→ Short exercise:
Reproduce the listing below word for word, keeping only the text lines and omitting the pictures.

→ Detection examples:
************
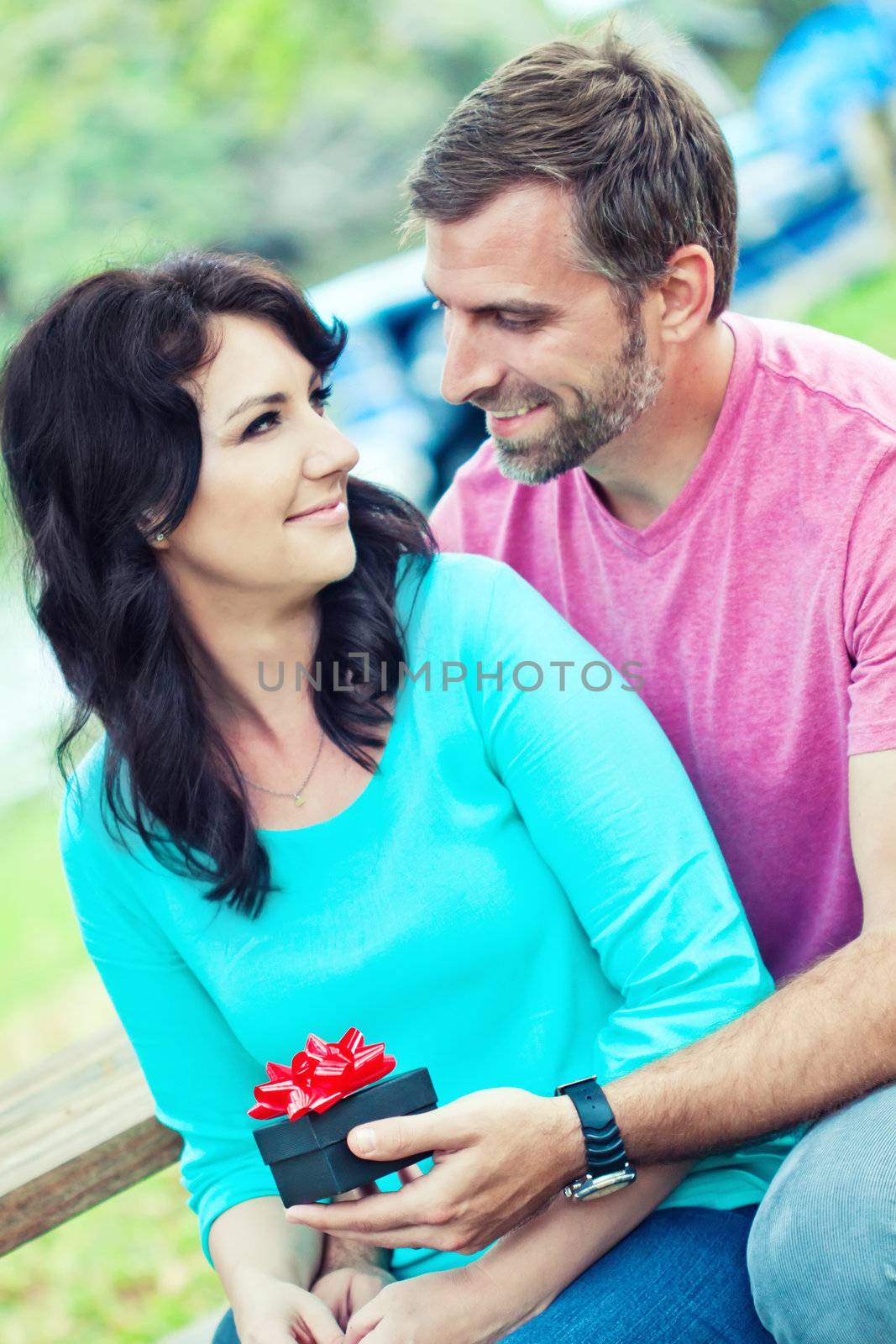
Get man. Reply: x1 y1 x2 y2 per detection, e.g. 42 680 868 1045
294 31 896 1344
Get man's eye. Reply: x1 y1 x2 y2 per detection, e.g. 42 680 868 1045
495 313 537 332
242 412 280 438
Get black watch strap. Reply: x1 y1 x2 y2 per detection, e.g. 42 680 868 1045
555 1078 629 1176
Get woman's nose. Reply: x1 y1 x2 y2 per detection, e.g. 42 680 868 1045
302 423 360 479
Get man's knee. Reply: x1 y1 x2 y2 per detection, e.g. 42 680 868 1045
747 1086 896 1344
212 1310 239 1344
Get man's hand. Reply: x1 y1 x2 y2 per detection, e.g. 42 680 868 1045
286 1087 585 1255
345 1257 518 1344
312 1261 395 1331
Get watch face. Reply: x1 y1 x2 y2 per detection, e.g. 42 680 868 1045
565 1167 636 1199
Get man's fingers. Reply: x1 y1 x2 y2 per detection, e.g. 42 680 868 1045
345 1102 469 1163
333 1180 380 1205
398 1163 423 1185
286 1172 448 1246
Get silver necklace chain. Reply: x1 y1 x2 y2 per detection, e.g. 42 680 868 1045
239 728 324 808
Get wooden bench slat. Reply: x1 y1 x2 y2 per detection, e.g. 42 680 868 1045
0 1023 183 1255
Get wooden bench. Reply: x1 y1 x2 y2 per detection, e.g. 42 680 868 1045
0 1023 227 1344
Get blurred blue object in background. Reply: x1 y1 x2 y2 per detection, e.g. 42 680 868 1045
311 3 896 512
753 0 896 150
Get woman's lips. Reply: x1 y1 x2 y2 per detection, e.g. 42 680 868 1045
286 500 348 526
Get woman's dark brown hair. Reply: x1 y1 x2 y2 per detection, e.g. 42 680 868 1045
405 31 737 320
0 253 437 918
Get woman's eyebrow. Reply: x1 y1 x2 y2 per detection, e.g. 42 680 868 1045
224 390 287 425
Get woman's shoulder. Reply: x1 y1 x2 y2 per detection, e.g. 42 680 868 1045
58 731 118 856
396 551 518 601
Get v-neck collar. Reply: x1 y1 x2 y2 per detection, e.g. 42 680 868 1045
571 311 760 555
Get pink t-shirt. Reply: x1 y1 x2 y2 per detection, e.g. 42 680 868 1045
430 312 896 979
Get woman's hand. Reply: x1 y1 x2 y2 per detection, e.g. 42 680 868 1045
345 1261 520 1344
312 1263 395 1331
233 1275 344 1344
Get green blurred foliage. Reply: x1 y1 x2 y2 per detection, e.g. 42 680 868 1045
0 0 552 343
************
→ Solution for this exercise:
Get man. Reply: x1 y1 x2 y2 per detection, e.g. 42 680 868 1045
294 31 896 1344
Get man's eye. Reply: x1 y1 x2 y2 per detection, e.g. 42 680 868 1045
495 313 537 332
242 412 280 438
Get black watch strap. Reply: x1 y1 x2 y2 per detection, e.g. 42 680 868 1045
555 1078 629 1176
Get woman's nose. Reply: x1 y1 x2 y2 per detection, e.g. 42 680 868 1045
302 423 360 479
Get man's knee. Reply: x1 y1 x2 y2 per detection, e.g. 42 680 868 1045
747 1086 896 1344
212 1310 239 1344
Get man's hand. Reply: x1 y1 x2 y2 per detection, e.g. 42 680 868 1045
286 1087 585 1255
345 1257 518 1344
312 1261 395 1331
Get watch face. Reply: x1 y1 x2 y2 per detection, e.g. 42 680 868 1045
565 1167 636 1199
Get man's fingers. Reply: x1 y1 x2 y2 per detection, e.g. 42 680 868 1045
345 1102 469 1163
333 1180 380 1205
398 1163 423 1185
286 1172 448 1246
Get silver necklace chain. Reply: x1 y1 x2 y2 per detection, e.g. 42 680 868 1045
239 728 324 808
Get wooden bench slat. Reply: x1 y1 x2 y2 per detection, e.g. 42 680 868 1045
0 1023 183 1255
Get wooden bench. Reply: x1 y1 x2 y2 per detection, e.g. 42 680 868 1045
0 1023 227 1344
Get blurred blue object in background. Reply: x1 y1 x2 y2 per detection, e.g. 42 680 868 1045
311 3 896 512
753 0 896 150
Get woman's lips. Reply: x1 y1 x2 y2 per detection, e.g. 42 680 868 1045
286 500 348 526
Get woman's dark brown hair. Reply: x1 y1 x2 y2 per detection, e.g. 42 680 868 1045
405 31 737 320
0 253 437 918
Get woman's eyebrow. Reply: x1 y1 x2 y2 per detection, e.g. 42 680 868 1045
224 390 287 425
Get woman's shoulder. Reply: x1 y1 x2 y2 per detection, e.g. 42 680 868 1045
58 731 118 856
396 551 518 601
Get v-neck collar. Reply: x1 y1 x2 y2 per detection, e.g. 42 680 868 1045
571 311 760 555
Get pink t-shirt. Reply: x1 y1 x2 y2 per detection, e.g. 42 680 868 1045
430 312 896 979
Get woman's hand. Reply: x1 y1 x2 y2 per detection, e.g. 42 680 868 1045
345 1261 520 1344
312 1263 395 1331
233 1275 344 1344
Get green blurred foliage. Reply: x1 y1 x2 y2 per detection, e.g. 42 680 868 1045
0 0 552 343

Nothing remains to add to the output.